**Texte à examiner:**
========
Ils ont le même irrespect pour les habitants de nos terroirs qu’ils considèrent comme des gêneurs à exclure, eux et leurs activités économiques ou traditionnelles comme la chasse par exemple. Donc si elle est un cadeau, c’est surtout un cadeau empoisonné !

Ferez-vous comme Christine Boutin qui a annoncé son désistement avant le premier tour si Marine Le Pen menace Nicolas Sarkozy ?

Le jour même où Christine Boutin s’est déclarée candidate à l’Elysée, elle a aussi annoncé qu’elle prendrait sa retraite politique à 70 ans, soit en 2014. Pour quelqu’un qui postule à la présidence de la République de 2012 à 2017, vous avouerez que c’est curieux…

Pour ma part, je suis candidat à l’élection présidentielle, en portant un projet que je considère utile et efficace pour le pays et le peuple. La seule chose qui pourrait m’arrêter, ce serait de ne pas avoir les 500 parrainages, mais je suis tout à fait confiant. Je suis d’ailleurs sur ce plan en avance sur mon tableau de marche de 2007, lors de la précédente campagne présidentielle.

Une étude de l’Ifop pour le Cevipof, le Centre de recherches politiques de Sciences Po, publiée hier 30 novembre, indique que Marine Le Pen fait un tabac chez les chasseurs, avec 25 % d’intentions de vote. Cela doit vous inquiéter.
========
**Travail demandé:**
Recopiez mot pour mot le passage du texte à examiner qui commence à « Pour ma part, je » et se termine à « doit vous inquiéter. ». Les entrées n'interviennent pas dans ce travail.

**Ensemble d'entrées:**
========
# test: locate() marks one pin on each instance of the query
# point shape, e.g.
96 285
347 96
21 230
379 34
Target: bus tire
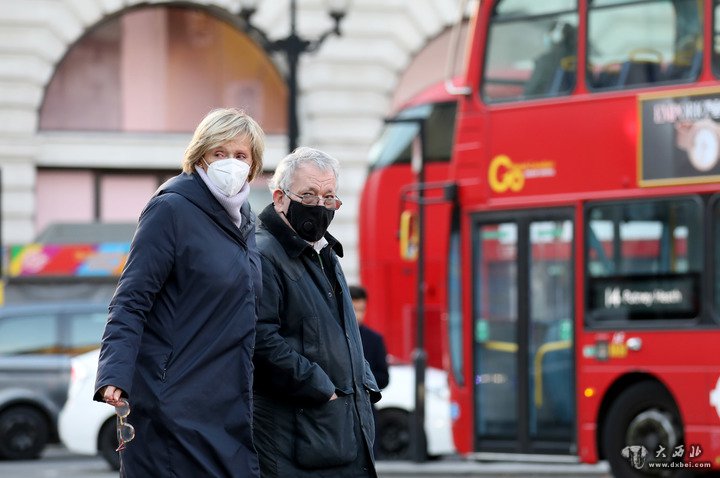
24 432
394 440
107 444
644 415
========
**Solution rédigée:**
Pour ma part, je suis candidat à l’élection présidentielle, en portant un projet que je considère utile et efficace pour le pays et le peuple. La seule chose qui pourrait m’arrêter, ce serait de ne pas avoir les 500 parrainages, mais je suis tout à fait confiant. Je suis d’ailleurs sur ce plan en avance sur mon tableau de marche de 2007, lors de la précédente campagne présidentielle.

Une étude de l’Ifop pour le Cevipof, le Centre de recherches politiques de Sciences Po, publiée hier 30 novembre, indique que Marine Le Pen fait un tabac chez les chasseurs, avec 25 % d’intentions de vote. Cela doit vous inquiéter.